Start of Text
For eye movement data, the areas of interest were identified for each study trial and corresponded to the total area for each of the four images. Each area of interest for each target image was added 2 mm to both the up and down, left and right. A total of 5 measurements were computed to evaluate attention across different target images. Two measurements assessed allocation of attention were as follows: (1) the percentage of total fixations (i.e., percentage of times that each subject fixated, and refixated, on a particular target image); and (2) the percentage of total duration (i.e., percentage of fixation time attending to each target image). In addition, three measurements were employed to assess subsequent attentional engagement as follows: (1) first-pass fixations (i.e., the sum of fixations made on the image when looking at it for the first time, before fixating away from it); (2) percentage of first fixation (i.e., percentage of times that the first fixation lands on the image); and (3) gaze duration (sum of fixation duration made on the target image when looking at it for the first time) [32, 33]. All measures were averaged across the trials. Each eye movement measure at baseline was analyzed in two-way ANOVAs with group (the GT group, the TAU group and the HC group) as a between-subject factor and valence (sad, happy, threatening and neutral) as a within-subject factor. For eye movement measures after training, group differences were analyzed in repeated-measures ANOVAs with group (the GT group and the TAU group) as a between-subject factor and (before and after assessments) as a within-subject factor. The aforementioned ANOVAs were also analyzed with the participant’s sex, age, and years of education as covariates. We were only interested in the interaction effect of group by valence or group by time. If the interaction effect was significant, simple effects tests were performed, which were corrected for multiple comparisons by Bonferroni comparisons.
End of Text
Start of Records provided
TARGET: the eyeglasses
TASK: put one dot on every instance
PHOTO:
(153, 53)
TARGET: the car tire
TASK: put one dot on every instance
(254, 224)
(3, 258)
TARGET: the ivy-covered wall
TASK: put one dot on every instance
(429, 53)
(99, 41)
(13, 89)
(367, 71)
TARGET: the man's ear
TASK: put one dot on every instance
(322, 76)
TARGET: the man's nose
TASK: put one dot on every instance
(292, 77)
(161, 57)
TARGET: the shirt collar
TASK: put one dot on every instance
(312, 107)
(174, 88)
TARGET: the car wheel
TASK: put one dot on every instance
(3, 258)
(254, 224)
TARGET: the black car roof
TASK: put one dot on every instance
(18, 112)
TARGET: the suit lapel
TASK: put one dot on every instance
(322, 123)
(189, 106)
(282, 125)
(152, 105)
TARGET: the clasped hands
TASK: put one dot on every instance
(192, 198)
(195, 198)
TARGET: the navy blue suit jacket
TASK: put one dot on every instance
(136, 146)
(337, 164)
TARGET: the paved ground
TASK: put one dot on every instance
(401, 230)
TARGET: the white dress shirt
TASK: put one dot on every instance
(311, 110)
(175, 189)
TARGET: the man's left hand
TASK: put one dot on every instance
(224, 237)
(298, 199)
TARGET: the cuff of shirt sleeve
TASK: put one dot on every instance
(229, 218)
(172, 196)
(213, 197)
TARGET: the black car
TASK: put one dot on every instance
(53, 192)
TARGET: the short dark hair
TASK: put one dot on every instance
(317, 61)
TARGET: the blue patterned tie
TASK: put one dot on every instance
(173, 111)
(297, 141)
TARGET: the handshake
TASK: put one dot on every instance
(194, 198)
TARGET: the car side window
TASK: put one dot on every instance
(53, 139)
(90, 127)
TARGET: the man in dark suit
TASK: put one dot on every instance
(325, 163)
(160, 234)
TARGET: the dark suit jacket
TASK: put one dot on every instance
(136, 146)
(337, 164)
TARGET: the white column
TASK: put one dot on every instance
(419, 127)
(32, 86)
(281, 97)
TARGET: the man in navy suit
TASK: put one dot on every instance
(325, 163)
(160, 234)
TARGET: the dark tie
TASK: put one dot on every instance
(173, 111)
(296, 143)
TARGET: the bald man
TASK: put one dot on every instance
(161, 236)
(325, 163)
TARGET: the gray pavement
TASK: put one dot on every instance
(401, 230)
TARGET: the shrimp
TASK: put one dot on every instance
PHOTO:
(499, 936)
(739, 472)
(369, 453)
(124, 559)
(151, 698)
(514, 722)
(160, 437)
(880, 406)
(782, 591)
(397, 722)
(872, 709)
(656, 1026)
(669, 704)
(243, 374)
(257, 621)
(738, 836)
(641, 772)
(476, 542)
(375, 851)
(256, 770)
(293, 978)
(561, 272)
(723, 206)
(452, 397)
End of Records provided
Your tasks
1) Decide whether each statement agrees with the passage on eye movement measures, and answer yes or no for each, quoting the deciding words from the passage: (a) Each area of interest was enlarged by 2 mm on all sides. (b) Baseline eye movement measures were compared across only the GT and TAU groups. (c) Simple effects tests were corrected with Bonferroni comparisons.
2) List all the measurements that the passage on eye movement measures says were computed to evaluate attention.
3) According to the passage on eye movement measures, what was the purpose of first-pass fixations, percentage of first fixation and gaze duration?
You do not need the lines for any of this.

Answers
1)
(a) Yes: "Each area of interest for each target image was added 2 mm to both the up and down, left and right."
(b) No: "with group (the GT group, the TAU group and the HC group) as a between-subject factor"
(c) Yes: "which were corrected for multiple comparisons by Bonferroni comparisons"

2)
1. Percentage of total fixations
2. Percentage of total duration
3. First-pass fixations
4. Percentage of first fixation
5. Gaze duration

3) These three measurements were used to assess subsequent attentional engagement. The other two measurements assessed allocation of attention.